-- REQUIREMENT --
Please copy every one of the items below word for word, keeping each line in its original order.
************
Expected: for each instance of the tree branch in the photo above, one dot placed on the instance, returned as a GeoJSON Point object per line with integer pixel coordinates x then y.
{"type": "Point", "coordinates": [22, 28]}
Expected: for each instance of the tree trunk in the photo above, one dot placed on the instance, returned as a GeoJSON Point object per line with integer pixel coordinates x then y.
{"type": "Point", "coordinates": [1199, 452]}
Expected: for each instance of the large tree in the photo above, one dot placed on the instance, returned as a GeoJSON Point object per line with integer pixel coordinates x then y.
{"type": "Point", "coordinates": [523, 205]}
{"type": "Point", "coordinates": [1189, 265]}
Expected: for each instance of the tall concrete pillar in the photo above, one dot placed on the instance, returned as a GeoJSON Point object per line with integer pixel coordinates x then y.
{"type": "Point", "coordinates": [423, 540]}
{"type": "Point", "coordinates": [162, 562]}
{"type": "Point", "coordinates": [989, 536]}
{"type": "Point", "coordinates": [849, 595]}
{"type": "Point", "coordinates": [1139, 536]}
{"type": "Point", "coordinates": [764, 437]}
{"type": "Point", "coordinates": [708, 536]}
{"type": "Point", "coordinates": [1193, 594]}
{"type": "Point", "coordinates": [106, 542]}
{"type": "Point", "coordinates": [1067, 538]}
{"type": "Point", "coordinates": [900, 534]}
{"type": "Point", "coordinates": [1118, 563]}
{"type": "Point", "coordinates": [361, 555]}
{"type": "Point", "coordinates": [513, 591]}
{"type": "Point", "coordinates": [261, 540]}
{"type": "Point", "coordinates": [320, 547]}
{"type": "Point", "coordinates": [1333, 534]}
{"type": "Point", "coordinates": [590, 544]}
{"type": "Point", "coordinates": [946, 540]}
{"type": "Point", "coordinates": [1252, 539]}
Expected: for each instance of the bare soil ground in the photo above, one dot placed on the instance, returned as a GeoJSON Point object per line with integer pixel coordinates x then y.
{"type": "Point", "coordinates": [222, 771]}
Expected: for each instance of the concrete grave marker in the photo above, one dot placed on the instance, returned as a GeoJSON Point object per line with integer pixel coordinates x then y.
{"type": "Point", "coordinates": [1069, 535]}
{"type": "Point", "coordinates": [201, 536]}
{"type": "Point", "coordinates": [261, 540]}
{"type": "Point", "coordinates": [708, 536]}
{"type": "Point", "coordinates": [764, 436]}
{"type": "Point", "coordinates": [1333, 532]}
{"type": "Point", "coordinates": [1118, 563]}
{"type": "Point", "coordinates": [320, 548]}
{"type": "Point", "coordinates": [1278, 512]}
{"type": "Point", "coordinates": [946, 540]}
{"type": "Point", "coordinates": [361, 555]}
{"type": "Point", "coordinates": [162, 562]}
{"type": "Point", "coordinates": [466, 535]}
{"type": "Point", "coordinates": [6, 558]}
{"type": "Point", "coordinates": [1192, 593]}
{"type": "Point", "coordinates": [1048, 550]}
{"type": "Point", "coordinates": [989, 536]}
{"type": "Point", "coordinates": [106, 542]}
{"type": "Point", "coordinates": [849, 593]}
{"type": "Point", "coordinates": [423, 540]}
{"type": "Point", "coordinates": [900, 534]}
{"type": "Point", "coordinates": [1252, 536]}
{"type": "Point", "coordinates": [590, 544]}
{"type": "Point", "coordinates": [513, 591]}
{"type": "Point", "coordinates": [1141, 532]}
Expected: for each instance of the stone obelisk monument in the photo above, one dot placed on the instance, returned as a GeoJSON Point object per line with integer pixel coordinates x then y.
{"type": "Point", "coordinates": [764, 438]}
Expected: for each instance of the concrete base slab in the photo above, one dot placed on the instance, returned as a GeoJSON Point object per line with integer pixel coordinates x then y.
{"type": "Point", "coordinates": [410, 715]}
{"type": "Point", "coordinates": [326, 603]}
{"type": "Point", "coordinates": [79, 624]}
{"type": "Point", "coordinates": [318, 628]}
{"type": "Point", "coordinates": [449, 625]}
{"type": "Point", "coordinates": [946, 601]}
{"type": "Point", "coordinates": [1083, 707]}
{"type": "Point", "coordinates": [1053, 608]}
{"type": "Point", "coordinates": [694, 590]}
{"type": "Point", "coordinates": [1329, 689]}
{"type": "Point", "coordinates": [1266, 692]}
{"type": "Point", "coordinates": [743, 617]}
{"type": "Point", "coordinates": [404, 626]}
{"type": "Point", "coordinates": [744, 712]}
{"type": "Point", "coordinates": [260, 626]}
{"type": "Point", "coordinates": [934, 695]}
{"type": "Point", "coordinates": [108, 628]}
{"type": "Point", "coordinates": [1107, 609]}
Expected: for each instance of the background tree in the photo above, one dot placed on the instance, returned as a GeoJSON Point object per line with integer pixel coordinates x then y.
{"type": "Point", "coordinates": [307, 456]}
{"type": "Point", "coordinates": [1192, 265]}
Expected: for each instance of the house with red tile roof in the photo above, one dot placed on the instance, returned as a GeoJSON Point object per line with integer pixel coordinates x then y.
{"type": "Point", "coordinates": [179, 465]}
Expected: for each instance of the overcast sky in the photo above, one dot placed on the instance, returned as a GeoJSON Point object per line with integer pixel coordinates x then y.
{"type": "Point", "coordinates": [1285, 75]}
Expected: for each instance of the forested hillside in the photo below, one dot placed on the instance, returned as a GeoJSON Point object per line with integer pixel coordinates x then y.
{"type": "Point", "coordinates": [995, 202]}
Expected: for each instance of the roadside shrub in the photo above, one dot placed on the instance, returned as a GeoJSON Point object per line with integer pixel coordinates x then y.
************
-- FULL RESPONSE --
Expected: for each instance of the tree branch in the photo above, one dot placed on the instance, returned as a GeoJSON Point object per line with integer pixel coordinates x then y.
{"type": "Point", "coordinates": [22, 28]}
Expected: for each instance of the tree trunk in the photo above, one dot placed on the instance, returned as a GeoJSON Point object per line with integer pixel coordinates x then y.
{"type": "Point", "coordinates": [1199, 452]}
Expected: for each instance of the large tree in the photo above, one dot placed on the instance, returned as a GeoJSON Point object per line with integer pixel coordinates x then y.
{"type": "Point", "coordinates": [523, 205]}
{"type": "Point", "coordinates": [1189, 265]}
Expected: for each instance of the tall concrete pillar in the photo above, one dot placed on the instance, returned as a GeoJSON Point object per line with integer pixel coordinates x then y.
{"type": "Point", "coordinates": [423, 540]}
{"type": "Point", "coordinates": [162, 562]}
{"type": "Point", "coordinates": [989, 536]}
{"type": "Point", "coordinates": [849, 595]}
{"type": "Point", "coordinates": [1139, 536]}
{"type": "Point", "coordinates": [764, 437]}
{"type": "Point", "coordinates": [708, 536]}
{"type": "Point", "coordinates": [1193, 594]}
{"type": "Point", "coordinates": [106, 542]}
{"type": "Point", "coordinates": [1067, 538]}
{"type": "Point", "coordinates": [900, 534]}
{"type": "Point", "coordinates": [1118, 563]}
{"type": "Point", "coordinates": [361, 555]}
{"type": "Point", "coordinates": [513, 591]}
{"type": "Point", "coordinates": [261, 540]}
{"type": "Point", "coordinates": [320, 547]}
{"type": "Point", "coordinates": [1333, 534]}
{"type": "Point", "coordinates": [590, 544]}
{"type": "Point", "coordinates": [946, 540]}
{"type": "Point", "coordinates": [1252, 539]}
Expected: for each instance of the bare soil ground in the photo above, one dot placed on the instance, returned as a GeoJSON Point object per line with integer pixel coordinates x then y.
{"type": "Point", "coordinates": [222, 771]}
Expected: for each instance of the concrete grave marker in the photo above, one dot placed on the instance, returned as a GeoJSON Point object per line with integer pixel coordinates x then y.
{"type": "Point", "coordinates": [1069, 535]}
{"type": "Point", "coordinates": [201, 536]}
{"type": "Point", "coordinates": [261, 540]}
{"type": "Point", "coordinates": [708, 536]}
{"type": "Point", "coordinates": [764, 436]}
{"type": "Point", "coordinates": [1333, 532]}
{"type": "Point", "coordinates": [1118, 563]}
{"type": "Point", "coordinates": [320, 548]}
{"type": "Point", "coordinates": [1278, 512]}
{"type": "Point", "coordinates": [946, 540]}
{"type": "Point", "coordinates": [361, 555]}
{"type": "Point", "coordinates": [162, 562]}
{"type": "Point", "coordinates": [466, 535]}
{"type": "Point", "coordinates": [6, 558]}
{"type": "Point", "coordinates": [1192, 593]}
{"type": "Point", "coordinates": [1048, 550]}
{"type": "Point", "coordinates": [989, 536]}
{"type": "Point", "coordinates": [106, 542]}
{"type": "Point", "coordinates": [849, 593]}
{"type": "Point", "coordinates": [423, 540]}
{"type": "Point", "coordinates": [900, 534]}
{"type": "Point", "coordinates": [1252, 536]}
{"type": "Point", "coordinates": [590, 544]}
{"type": "Point", "coordinates": [513, 591]}
{"type": "Point", "coordinates": [1141, 532]}
Expected: for each instance of the stone obelisk monument in the photo above, one dot placed on the instance, returned as a GeoJSON Point object per line with integer pixel coordinates x then y.
{"type": "Point", "coordinates": [764, 438]}
Expected: for each instance of the concrete base slab in the photo above, one dot placed on the instance, returned as a GeoJSON Point object per line with integer pixel coordinates x then y.
{"type": "Point", "coordinates": [410, 715]}
{"type": "Point", "coordinates": [326, 603]}
{"type": "Point", "coordinates": [79, 624]}
{"type": "Point", "coordinates": [318, 628]}
{"type": "Point", "coordinates": [449, 625]}
{"type": "Point", "coordinates": [946, 601]}
{"type": "Point", "coordinates": [1083, 707]}
{"type": "Point", "coordinates": [1053, 608]}
{"type": "Point", "coordinates": [694, 590]}
{"type": "Point", "coordinates": [1329, 689]}
{"type": "Point", "coordinates": [1266, 692]}
{"type": "Point", "coordinates": [743, 617]}
{"type": "Point", "coordinates": [404, 626]}
{"type": "Point", "coordinates": [744, 712]}
{"type": "Point", "coordinates": [260, 626]}
{"type": "Point", "coordinates": [934, 695]}
{"type": "Point", "coordinates": [108, 628]}
{"type": "Point", "coordinates": [1107, 609]}
Expected: for each instance of the background tree in the photo above, one dot placed on the instance, returned as a GeoJSON Point object per line with integer pixel coordinates x then y.
{"type": "Point", "coordinates": [307, 456]}
{"type": "Point", "coordinates": [1192, 265]}
Expected: for each instance of the house with red tile roof in the photo above, one dot placed on the instance, returned as a GeoJSON Point object per line with integer pixel coordinates x then y.
{"type": "Point", "coordinates": [179, 465]}
Expected: for each instance of the overcast sky in the photo above, one dot placed on the instance, returned as a GeoJSON Point object per line with integer pixel coordinates x then y.
{"type": "Point", "coordinates": [1285, 75]}
Expected: for each instance of the forested hillside in the photo below, one dot placed on the instance, returned as a GeoJSON Point object per line with integer pixel coordinates x then y.
{"type": "Point", "coordinates": [995, 202]}
Expected: for each instance of the roadside shrub in the photo above, one dot placed on the instance, returned as a GeoJSON Point object per line with integer pixel coordinates x then y.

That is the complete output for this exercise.